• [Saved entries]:
______
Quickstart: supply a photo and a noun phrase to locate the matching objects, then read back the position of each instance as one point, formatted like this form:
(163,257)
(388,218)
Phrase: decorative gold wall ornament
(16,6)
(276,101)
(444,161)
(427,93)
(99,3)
______
Put the lines of these items into a JSON list of strings, one string per line, leaving out any blank lines.

[
  "Quickstart: supply a photo and a noun phrase to locate the matching objects, then read back the position of each instance as one point, formatted like this form:",
  "(163,257)",
  "(388,218)",
  "Phrase: decorative gold wall ornament",
  "(16,6)",
  "(276,101)",
  "(444,161)",
  "(427,93)",
  "(99,3)"
]